==== 提供レコード

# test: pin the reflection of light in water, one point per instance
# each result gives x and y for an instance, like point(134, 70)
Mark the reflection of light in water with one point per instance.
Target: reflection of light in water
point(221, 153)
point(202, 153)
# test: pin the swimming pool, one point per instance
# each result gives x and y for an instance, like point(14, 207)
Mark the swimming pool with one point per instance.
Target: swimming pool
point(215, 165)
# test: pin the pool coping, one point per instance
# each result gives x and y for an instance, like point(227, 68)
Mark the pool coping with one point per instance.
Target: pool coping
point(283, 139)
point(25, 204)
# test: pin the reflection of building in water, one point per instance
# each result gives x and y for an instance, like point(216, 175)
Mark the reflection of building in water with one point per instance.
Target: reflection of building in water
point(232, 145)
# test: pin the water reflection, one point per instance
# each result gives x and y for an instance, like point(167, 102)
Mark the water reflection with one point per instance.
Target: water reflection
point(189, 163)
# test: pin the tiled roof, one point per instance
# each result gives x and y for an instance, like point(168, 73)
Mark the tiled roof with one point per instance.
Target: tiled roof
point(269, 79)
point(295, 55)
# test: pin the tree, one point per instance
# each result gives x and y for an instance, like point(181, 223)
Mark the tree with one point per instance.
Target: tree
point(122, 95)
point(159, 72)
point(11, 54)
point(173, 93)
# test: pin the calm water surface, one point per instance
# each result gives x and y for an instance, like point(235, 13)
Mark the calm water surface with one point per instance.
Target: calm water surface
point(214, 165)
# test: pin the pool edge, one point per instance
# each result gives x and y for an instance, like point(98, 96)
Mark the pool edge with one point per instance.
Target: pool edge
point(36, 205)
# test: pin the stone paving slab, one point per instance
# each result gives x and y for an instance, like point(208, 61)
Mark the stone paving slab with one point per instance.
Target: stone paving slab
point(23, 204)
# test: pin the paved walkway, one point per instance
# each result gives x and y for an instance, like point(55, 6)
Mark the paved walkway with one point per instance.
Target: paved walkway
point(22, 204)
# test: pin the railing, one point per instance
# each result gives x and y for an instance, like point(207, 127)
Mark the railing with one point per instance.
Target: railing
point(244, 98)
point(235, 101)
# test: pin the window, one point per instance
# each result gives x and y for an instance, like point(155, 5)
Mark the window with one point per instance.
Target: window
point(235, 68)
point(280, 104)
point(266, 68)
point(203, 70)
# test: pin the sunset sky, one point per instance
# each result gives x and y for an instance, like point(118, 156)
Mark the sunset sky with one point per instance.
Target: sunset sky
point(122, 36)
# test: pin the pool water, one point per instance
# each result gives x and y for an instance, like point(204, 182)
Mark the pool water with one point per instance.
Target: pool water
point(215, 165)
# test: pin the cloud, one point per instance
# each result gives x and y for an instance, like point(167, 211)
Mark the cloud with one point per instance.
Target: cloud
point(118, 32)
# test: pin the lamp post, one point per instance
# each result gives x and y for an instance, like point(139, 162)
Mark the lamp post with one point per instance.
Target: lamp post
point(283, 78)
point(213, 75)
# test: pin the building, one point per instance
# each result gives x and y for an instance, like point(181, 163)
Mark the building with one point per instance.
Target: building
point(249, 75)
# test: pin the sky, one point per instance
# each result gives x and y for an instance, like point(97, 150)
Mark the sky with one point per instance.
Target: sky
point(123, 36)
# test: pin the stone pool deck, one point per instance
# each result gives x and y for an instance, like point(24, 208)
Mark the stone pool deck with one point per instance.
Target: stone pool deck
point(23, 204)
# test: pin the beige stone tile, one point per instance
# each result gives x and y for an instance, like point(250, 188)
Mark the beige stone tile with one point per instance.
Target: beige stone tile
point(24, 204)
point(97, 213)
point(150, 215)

========

上のレコードをすべて、一行ずつ番号付きリストに変換せよ。空行は省くこと。

### 回答
1. # test: pin the reflection of light in water, one point per instance
2. # each result gives x and y for an instance, like point(134, 70)
3. Mark the reflection of light in water with one point per instance.
4. Target: reflection of light in water
5. point(221, 153)
6. point(202, 153)
7. # test: pin the swimming pool, one point per instance
8. # each result gives x and y for an instance, like point(14, 207)
9. Mark the swimming pool with one point per instance.
10. Target: swimming pool
11. point(215, 165)
12. # test: pin the pool coping, one point per instance
13. # each result gives x and y for an instance, like point(227, 68)
14. Mark the pool coping with one point per instance.
15. Target: pool coping
16. point(283, 139)
17. point(25, 204)
18. # test: pin the reflection of building in water, one point per instance
19. # each result gives x and y for an instance, like point(216, 175)
20. Mark the reflection of building in water with one point per instance.
21. Target: reflection of building in water
22. point(232, 145)
23. # test: pin the water reflection, one point per instance
24. # each result gives x and y for an instance, like point(167, 102)
25. Mark the water reflection with one point per instance.
26. Target: water reflection
27. point(189, 163)
28. # test: pin the tiled roof, one point per instance
29. # each result gives x and y for an instance, like point(168, 73)
30. Mark the tiled roof with one point per instance.
31. Target: tiled roof
32. point(269, 79)
33. point(295, 55)
34. # test: pin the tree, one point per instance
35. # each result gives x and y for an instance, like point(181, 223)
36. Mark the tree with one point per instance.
37. Target: tree
38. point(122, 95)
39. point(159, 72)
40. point(11, 54)
41. point(173, 93)
42. # test: pin the calm water surface, one point per instance
43. # each result gives x and y for an instance, like point(235, 13)
44. Mark the calm water surface with one point per instance.
45. Target: calm water surface
46. point(214, 165)
47. # test: pin the pool edge, one point per instance
48. # each result gives x and y for an instance, like point(98, 96)
49. Mark the pool edge with one point per instance.
50. Target: pool edge
51. point(36, 205)
52. # test: pin the stone paving slab, one point per instance
53. # each result gives x and y for an instance, like point(208, 61)
54. Mark the stone paving slab with one point per instance.
55. Target: stone paving slab
56. point(23, 204)
57. # test: pin the paved walkway, one point per instance
58. # each result gives x and y for an instance, like point(55, 6)
59. Mark the paved walkway with one point per instance.
60. Target: paved walkway
61. point(22, 204)
62. # test: pin the railing, one point per instance
63. # each result gives x and y for an instance, like point(207, 127)
64. Mark the railing with one point per instance.
65. Target: railing
66. point(244, 98)
67. point(235, 101)
68. # test: pin the window, one point per instance
69. # each result gives x and y for an instance, like point(155, 5)
70. Mark the window with one point per instance.
71. Target: window
72. point(235, 68)
73. point(280, 104)
74. point(266, 68)
75. point(203, 70)
76. # test: pin the sunset sky, one point per instance
77. # each result gives x and y for an instance, like point(118, 156)
78. Mark the sunset sky with one point per instance.
79. Target: sunset sky
80. point(122, 36)
81. # test: pin the pool water, one point per instance
82. # each result gives x and y for an instance, like point(204, 182)
83. Mark the pool water with one point per instance.
84. Target: pool water
85. point(215, 165)
86. # test: pin the cloud, one point per instance
87. # each result gives x and y for an instance, like point(167, 211)
88. Mark the cloud with one point per instance.
89. Target: cloud
90. point(118, 32)
91. # test: pin the lamp post, one point per instance
92. # each result gives x and y for an instance, like point(139, 162)
93. Mark the lamp post with one point per instance.
94. Target: lamp post
95. point(283, 78)
96. point(213, 75)
97. # test: pin the building, one point per instance
98. # each result gives x and y for an instance, like point(181, 163)
99. Mark the building with one point per instance.
100. Target: building
101. point(249, 75)
102. # test: pin the sky, one point per instance
103. # each result gives x and y for an instance, like point(97, 150)
104. Mark the sky with one point per instance.
105. Target: sky
106. point(123, 36)
107. # test: pin the stone pool deck, one point per instance
108. # each result gives x and y for an instance, like point(24, 208)
109. Mark the stone pool deck with one point per instance.
110. Target: stone pool deck
111. point(23, 204)
112. # test: pin the beige stone tile, one point per instance
113. # each result gives x and y for an instance, like point(250, 188)
114. Mark the beige stone tile with one point per instance.
115. Target: beige stone tile
116. point(24, 204)
117. point(97, 213)
118. point(150, 215)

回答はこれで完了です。